抜粋本文 |
離婚をすると、元夫婦は別の戸籍になってしまうことから、他人と同じ扱いを受けます。そのため、離婚によって元夫・元妻の戸籍謄本を取れないように思えますが、実際は多くのケースで取ることができます。
また、離婚相手の戸籍にあなたの子が残っているなら、ほぼ確実に戸籍謄本は手に入れられるのですが、この点はひとつのキーポイントになり、子がどの戸籍にいるのかによって難易度はずいぶん変わります。
戸籍の取得について、前提から説明していますので、いきなり役所に行って断られることのないように、念のため目を通しておくようにしてください。
前提1:無条件で戸籍謄本を請求できる人
まず、次に該当する人は無条件に戸籍を取得できます。

課題の目的 | 離婚後の戸籍取得についての抜粋本文のうち、「離婚をすると、元夫婦は別の戸」から「難易度はずいぶん変わります。」までのすべてを、「戸籍謄本」を「戸籍の写し」に置き換えて書き出してください。

提供資料 |
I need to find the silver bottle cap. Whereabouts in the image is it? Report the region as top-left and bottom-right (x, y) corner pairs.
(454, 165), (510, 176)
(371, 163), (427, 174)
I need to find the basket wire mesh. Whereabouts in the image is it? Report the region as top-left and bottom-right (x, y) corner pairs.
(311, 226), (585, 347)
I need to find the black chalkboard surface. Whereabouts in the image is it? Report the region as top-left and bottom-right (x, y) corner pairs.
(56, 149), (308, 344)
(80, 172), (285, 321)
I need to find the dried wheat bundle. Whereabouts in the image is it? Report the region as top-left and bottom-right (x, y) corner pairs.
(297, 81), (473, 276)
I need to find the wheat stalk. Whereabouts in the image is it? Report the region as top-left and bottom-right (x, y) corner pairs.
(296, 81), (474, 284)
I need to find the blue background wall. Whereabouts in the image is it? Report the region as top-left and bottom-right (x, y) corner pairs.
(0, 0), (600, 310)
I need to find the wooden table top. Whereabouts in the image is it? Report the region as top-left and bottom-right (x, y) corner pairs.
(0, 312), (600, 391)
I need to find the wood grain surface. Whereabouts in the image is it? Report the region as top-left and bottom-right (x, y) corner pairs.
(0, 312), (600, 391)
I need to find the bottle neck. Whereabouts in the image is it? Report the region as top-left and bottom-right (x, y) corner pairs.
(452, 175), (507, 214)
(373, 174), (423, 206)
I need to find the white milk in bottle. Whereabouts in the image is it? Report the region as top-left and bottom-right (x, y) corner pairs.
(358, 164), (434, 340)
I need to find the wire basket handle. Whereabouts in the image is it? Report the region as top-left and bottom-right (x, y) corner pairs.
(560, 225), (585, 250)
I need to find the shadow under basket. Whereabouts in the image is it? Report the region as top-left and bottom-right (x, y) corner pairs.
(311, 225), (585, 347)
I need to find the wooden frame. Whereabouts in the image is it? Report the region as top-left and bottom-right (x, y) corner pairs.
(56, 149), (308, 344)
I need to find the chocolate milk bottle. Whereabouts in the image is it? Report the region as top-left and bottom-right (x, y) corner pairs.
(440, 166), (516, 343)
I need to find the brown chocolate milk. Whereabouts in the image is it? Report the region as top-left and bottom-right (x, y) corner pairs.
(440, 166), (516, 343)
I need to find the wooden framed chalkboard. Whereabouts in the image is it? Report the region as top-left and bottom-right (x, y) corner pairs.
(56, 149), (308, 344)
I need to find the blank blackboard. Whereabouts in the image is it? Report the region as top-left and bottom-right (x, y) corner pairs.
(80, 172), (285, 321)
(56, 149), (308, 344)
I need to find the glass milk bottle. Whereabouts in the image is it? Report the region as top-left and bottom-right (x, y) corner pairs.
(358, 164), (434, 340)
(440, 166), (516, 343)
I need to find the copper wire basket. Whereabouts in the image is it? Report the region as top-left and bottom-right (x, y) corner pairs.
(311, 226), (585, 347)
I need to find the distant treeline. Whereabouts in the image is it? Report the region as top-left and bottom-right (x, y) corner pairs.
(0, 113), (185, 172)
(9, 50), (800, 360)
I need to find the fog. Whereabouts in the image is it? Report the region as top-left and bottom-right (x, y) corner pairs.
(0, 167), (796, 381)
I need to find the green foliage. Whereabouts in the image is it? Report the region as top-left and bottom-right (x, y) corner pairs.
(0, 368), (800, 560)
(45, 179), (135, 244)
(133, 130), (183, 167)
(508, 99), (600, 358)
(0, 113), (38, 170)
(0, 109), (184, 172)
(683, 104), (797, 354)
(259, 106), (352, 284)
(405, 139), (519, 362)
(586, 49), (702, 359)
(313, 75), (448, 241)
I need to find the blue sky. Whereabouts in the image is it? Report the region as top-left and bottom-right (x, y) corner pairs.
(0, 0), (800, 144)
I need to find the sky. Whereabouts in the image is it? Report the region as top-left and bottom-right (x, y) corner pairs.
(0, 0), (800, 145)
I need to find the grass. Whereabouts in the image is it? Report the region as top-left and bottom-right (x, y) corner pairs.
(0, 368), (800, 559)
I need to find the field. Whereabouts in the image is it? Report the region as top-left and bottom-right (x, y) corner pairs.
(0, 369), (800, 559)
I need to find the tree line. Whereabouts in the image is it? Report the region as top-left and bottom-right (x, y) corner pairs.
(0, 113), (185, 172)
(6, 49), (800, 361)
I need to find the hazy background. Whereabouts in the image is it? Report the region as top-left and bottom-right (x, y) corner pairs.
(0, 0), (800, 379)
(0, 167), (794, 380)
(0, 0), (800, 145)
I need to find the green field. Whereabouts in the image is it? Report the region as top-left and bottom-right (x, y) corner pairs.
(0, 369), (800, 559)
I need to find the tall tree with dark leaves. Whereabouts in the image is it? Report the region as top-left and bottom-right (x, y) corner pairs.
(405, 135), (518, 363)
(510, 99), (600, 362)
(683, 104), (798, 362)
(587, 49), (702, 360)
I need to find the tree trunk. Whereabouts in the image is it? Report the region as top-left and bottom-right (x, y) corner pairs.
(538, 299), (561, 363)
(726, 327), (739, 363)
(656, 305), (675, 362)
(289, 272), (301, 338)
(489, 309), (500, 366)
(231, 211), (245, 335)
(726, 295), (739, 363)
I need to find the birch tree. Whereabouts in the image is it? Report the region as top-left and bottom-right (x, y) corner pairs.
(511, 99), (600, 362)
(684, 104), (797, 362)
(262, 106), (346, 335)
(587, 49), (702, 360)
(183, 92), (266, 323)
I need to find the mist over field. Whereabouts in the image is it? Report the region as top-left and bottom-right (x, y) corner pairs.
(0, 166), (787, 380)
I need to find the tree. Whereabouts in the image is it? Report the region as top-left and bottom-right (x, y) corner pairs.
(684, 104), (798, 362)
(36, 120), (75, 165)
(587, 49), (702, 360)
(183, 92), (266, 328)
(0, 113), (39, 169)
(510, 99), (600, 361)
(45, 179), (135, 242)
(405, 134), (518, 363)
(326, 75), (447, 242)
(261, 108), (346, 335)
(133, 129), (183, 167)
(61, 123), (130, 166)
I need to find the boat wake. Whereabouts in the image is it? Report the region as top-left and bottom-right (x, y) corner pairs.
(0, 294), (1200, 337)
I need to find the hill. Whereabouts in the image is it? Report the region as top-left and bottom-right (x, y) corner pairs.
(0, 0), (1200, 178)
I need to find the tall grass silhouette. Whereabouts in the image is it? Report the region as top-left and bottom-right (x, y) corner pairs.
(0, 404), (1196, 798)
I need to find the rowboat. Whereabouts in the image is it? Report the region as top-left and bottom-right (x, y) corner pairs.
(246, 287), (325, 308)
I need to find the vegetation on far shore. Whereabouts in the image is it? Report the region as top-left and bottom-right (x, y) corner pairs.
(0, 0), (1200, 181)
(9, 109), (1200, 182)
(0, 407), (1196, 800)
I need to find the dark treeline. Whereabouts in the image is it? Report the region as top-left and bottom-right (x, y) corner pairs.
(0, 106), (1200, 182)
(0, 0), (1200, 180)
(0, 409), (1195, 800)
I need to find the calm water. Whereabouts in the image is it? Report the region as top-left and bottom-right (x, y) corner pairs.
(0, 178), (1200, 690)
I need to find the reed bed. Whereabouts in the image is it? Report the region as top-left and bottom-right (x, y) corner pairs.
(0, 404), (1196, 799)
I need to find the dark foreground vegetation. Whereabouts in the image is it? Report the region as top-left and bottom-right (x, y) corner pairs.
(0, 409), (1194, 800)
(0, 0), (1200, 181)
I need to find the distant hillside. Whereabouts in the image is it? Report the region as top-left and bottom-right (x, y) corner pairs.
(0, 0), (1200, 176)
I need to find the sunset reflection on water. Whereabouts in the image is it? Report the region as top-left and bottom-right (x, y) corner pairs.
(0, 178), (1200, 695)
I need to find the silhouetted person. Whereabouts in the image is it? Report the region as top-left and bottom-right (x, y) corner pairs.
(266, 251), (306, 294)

解答 |
離婚をすると、元夫婦は別の戸籍になってしまうことから、他人と同じ扱いを受けます。そのため、離婚によって元夫・元妻の戸籍の写しを取れないように思えますが、実際は多くのケースで取ることができます。
また、離婚相手の戸籍にあなたの子が残っているなら、ほぼ確実に戸籍の写しは手に入れられるのですが、この点はひとつのキーポイントになり、子がどの戸籍にいるのかによって難易度はずいぶん変わります。